#### Dataset

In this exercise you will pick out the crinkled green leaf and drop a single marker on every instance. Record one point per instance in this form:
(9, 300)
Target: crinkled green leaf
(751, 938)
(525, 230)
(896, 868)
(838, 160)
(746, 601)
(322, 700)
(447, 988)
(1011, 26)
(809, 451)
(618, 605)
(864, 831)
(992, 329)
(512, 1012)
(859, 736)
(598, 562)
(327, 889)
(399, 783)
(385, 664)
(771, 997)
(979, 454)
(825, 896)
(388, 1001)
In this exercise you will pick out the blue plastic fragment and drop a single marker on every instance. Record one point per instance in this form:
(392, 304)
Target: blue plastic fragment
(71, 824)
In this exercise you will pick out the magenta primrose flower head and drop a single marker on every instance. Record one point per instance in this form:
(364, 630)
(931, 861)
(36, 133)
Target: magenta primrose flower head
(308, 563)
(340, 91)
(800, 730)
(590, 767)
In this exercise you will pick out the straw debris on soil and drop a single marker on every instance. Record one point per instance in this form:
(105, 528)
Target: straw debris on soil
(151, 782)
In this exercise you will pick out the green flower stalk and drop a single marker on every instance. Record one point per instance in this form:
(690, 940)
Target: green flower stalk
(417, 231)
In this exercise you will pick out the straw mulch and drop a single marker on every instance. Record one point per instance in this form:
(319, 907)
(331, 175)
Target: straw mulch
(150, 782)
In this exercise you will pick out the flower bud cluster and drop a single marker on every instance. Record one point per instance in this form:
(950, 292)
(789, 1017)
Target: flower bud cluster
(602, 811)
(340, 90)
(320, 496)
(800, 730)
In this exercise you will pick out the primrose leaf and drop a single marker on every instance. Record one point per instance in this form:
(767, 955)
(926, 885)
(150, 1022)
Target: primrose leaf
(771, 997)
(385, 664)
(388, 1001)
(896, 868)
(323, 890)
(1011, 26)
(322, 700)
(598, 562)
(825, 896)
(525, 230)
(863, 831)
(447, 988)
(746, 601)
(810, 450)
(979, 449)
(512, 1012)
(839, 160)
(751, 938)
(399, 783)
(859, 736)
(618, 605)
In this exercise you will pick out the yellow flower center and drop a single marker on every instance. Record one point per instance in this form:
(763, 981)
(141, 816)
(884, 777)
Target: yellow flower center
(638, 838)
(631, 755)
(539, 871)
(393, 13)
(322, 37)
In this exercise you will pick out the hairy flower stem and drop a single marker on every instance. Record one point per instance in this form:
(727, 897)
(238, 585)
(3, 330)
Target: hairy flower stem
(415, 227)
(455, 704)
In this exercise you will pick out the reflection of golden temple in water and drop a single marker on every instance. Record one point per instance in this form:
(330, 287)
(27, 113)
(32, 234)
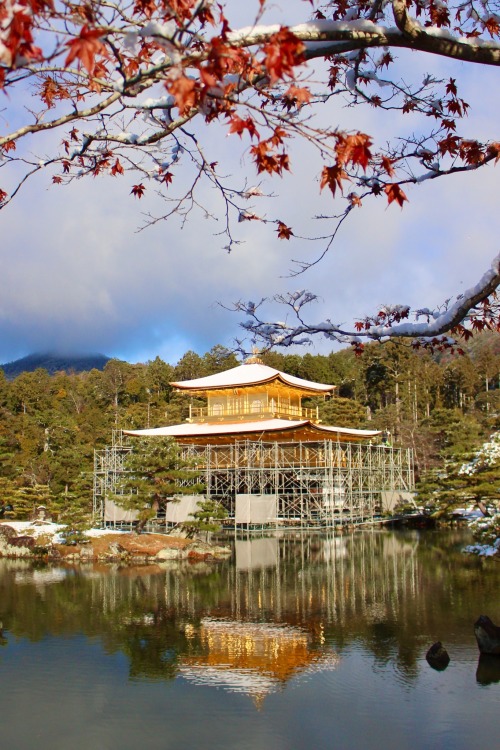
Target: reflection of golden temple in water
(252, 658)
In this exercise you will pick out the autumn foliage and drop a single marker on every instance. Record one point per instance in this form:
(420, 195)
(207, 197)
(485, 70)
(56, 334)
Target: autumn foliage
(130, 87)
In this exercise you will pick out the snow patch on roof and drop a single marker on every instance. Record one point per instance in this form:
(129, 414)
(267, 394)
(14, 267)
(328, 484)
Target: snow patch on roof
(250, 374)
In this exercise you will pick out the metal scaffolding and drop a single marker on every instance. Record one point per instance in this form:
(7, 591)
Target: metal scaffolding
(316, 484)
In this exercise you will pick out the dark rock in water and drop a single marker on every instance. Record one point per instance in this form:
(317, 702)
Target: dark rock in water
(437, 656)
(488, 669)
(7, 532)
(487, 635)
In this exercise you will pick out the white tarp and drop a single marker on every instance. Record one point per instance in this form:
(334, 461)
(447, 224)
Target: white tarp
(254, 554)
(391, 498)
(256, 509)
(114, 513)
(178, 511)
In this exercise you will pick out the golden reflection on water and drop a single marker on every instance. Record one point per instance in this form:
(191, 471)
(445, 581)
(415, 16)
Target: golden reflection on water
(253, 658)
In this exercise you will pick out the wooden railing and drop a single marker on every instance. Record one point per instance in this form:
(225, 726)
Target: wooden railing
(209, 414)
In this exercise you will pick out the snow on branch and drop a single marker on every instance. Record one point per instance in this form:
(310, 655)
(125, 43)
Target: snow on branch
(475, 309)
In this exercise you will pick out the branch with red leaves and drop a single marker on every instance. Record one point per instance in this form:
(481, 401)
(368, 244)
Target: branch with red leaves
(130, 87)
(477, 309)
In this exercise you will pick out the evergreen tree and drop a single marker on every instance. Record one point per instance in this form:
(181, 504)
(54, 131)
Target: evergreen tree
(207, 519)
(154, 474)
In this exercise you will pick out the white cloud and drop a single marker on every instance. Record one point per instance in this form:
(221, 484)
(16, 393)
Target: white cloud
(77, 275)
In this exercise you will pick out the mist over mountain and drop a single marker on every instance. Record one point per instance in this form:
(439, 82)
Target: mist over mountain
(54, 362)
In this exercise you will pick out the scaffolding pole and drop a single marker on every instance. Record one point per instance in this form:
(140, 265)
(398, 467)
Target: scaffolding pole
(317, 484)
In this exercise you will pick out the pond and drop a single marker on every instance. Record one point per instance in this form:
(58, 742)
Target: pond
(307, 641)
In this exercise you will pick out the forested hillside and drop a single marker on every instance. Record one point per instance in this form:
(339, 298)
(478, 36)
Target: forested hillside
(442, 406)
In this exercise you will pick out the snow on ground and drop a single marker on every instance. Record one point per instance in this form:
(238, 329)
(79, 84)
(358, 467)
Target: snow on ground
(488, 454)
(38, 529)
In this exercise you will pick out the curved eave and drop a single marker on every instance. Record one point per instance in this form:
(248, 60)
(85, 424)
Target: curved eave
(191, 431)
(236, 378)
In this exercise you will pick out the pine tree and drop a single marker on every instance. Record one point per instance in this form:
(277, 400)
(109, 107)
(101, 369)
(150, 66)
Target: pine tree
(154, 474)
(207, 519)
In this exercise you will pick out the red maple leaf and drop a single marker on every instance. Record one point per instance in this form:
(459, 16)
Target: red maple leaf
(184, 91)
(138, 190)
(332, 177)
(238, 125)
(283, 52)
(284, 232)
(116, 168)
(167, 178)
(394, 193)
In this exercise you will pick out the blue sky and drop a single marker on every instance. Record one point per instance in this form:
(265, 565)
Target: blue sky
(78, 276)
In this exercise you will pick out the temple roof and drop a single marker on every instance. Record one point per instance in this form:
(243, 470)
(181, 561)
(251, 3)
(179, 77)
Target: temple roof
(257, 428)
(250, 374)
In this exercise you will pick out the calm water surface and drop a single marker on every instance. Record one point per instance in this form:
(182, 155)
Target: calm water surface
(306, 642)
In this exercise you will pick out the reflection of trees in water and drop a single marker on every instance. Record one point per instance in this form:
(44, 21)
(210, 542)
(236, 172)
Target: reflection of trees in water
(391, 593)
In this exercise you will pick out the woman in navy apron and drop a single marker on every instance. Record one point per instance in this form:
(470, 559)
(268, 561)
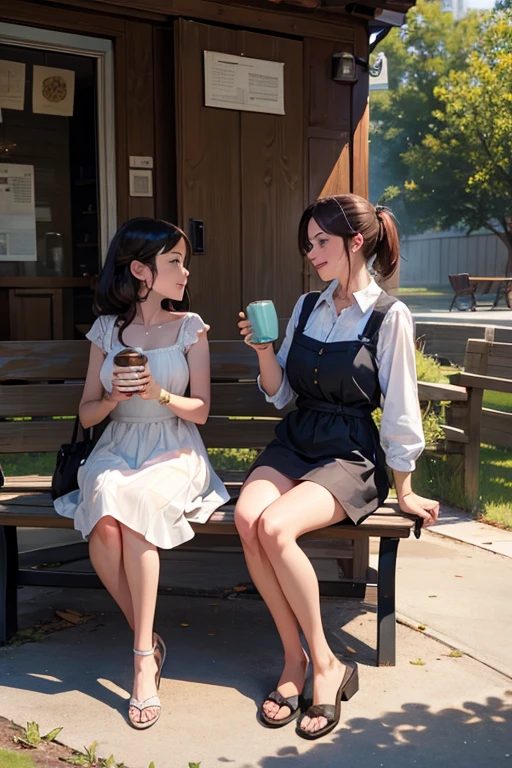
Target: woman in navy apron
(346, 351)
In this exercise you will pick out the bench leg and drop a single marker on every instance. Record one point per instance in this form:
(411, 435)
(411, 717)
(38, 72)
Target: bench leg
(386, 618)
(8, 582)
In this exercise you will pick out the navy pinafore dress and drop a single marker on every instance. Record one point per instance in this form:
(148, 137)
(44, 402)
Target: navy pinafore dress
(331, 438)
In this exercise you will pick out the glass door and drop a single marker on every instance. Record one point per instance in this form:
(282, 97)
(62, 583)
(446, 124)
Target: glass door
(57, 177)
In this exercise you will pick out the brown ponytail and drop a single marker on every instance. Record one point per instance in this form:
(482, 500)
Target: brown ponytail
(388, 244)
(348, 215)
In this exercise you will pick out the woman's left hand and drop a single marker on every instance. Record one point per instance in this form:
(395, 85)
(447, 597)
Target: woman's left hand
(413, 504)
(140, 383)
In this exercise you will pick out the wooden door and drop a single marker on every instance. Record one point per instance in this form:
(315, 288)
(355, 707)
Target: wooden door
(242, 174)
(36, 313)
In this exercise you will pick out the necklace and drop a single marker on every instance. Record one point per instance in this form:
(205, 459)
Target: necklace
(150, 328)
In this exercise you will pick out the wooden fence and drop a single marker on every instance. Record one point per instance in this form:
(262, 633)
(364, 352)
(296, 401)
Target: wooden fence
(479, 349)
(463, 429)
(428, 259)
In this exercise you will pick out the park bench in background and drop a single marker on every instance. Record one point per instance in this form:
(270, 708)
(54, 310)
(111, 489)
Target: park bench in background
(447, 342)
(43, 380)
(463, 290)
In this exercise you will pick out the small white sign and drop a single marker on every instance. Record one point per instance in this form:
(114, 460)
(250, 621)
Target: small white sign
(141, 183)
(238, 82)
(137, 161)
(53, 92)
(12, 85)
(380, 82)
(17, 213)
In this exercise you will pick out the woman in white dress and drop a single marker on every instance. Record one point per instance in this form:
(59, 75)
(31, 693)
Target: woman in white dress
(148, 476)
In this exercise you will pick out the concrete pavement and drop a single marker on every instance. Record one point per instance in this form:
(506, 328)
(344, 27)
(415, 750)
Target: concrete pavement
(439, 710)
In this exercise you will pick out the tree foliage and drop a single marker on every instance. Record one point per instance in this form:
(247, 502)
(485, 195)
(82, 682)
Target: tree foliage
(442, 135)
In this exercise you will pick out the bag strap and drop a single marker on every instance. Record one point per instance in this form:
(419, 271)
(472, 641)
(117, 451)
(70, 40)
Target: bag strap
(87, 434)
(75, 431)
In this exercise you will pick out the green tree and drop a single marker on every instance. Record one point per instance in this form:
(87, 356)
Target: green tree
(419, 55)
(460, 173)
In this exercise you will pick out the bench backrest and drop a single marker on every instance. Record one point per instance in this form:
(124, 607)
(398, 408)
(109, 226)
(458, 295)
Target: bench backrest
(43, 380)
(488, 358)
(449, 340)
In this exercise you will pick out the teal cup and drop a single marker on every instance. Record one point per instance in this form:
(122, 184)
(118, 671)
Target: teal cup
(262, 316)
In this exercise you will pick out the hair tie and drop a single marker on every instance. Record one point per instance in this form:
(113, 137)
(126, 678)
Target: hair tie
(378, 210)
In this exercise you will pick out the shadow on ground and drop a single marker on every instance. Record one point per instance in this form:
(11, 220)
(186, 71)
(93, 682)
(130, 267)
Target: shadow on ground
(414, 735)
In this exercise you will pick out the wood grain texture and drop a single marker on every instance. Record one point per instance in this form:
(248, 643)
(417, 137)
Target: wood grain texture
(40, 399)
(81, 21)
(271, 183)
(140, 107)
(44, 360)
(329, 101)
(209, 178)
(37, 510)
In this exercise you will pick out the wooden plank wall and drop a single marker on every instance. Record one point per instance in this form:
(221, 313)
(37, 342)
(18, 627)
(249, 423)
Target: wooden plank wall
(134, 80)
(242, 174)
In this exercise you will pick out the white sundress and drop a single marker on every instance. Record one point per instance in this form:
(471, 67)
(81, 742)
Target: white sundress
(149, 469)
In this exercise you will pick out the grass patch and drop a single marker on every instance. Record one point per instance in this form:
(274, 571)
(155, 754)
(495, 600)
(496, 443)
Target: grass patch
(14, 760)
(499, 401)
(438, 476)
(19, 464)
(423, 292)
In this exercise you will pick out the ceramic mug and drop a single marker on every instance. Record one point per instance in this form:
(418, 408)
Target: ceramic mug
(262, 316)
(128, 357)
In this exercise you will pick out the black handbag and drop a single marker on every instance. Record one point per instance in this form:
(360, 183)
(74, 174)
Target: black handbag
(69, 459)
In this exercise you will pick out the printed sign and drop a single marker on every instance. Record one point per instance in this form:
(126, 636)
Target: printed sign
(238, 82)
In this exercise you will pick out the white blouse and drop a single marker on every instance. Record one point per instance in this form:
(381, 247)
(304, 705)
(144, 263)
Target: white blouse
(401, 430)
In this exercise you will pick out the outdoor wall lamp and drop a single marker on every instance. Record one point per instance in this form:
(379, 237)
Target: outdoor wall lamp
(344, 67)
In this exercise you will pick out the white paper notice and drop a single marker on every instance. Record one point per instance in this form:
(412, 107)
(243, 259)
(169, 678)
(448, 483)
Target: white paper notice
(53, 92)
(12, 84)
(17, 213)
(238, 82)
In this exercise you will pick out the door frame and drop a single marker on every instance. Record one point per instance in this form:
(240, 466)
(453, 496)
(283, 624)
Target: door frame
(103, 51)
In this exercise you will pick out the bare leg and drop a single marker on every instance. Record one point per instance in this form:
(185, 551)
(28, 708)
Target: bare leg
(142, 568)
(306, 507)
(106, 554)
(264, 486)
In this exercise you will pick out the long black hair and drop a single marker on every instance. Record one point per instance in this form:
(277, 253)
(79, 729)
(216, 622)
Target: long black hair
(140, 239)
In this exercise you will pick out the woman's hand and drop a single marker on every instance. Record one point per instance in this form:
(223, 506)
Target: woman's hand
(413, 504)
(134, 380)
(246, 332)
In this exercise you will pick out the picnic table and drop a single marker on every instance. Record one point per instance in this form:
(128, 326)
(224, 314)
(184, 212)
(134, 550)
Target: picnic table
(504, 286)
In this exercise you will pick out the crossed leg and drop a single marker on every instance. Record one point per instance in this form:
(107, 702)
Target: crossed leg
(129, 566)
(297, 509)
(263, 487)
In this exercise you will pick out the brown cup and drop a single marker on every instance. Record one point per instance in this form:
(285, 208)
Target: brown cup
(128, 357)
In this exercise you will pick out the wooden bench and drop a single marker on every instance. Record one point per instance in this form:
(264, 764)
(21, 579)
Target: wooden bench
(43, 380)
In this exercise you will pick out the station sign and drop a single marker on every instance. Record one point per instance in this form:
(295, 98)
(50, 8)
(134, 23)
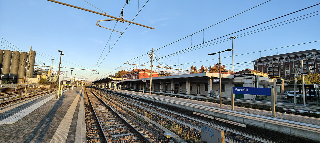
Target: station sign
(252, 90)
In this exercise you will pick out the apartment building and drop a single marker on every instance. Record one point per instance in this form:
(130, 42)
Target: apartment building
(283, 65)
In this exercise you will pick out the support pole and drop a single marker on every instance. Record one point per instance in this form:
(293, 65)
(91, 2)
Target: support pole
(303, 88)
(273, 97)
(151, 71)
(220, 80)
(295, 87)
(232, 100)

########

- [What to do]
Here the job is to output the lines from the start of the material through the line with "(150, 1022)", inclusive, exactly and with nothing else.

- [Your solution]
In this exercise you will pick out the crinkled green leaf and drop a single marker on every instance. Record one point per instance in this form:
(9, 300)
Target: crinkled green leaf
(751, 938)
(525, 230)
(896, 868)
(838, 160)
(746, 601)
(322, 700)
(447, 988)
(1011, 26)
(809, 451)
(618, 605)
(864, 831)
(992, 329)
(512, 1012)
(859, 736)
(598, 562)
(327, 889)
(399, 783)
(385, 664)
(771, 997)
(979, 454)
(825, 896)
(388, 1001)
In this exercise you will pick out the blue plastic fragment and drop a single marker on every instance. Record one point per instance in this form:
(392, 304)
Target: blue plastic fragment
(71, 824)
In this exercise you will pick out the magenta primrose flower head and drop a single marker on every instance. Record one point per instance in this form:
(364, 630)
(931, 861)
(36, 133)
Target: magenta primrose flower head
(308, 563)
(340, 91)
(800, 730)
(590, 767)
In this exercise you will pick out the straw debris on soil and drop a single marker on every instance. Record one point per instance in this form:
(105, 528)
Target: straw debris on soil
(151, 782)
In this exercise you will pick out the green flower stalk and drop a single marker on every instance. Record one point per instance in this form:
(690, 940)
Target: green flower stalk
(417, 231)
In this exercise you will pick out the straw mulch and drop a single marker on every instance. Record one point per instance in this form:
(319, 907)
(331, 175)
Target: straw mulch
(150, 782)
In this exercise you will pick out the flower bud cluster and drop a single marker on every instance. Record one point per instance in this form:
(950, 292)
(789, 1017)
Target: flower bud cluster
(602, 811)
(340, 90)
(320, 496)
(800, 730)
In this exercise you will pick out the primrose leaf and drop a single marker on every instance. Record one point per instance in this form:
(767, 955)
(926, 885)
(150, 1022)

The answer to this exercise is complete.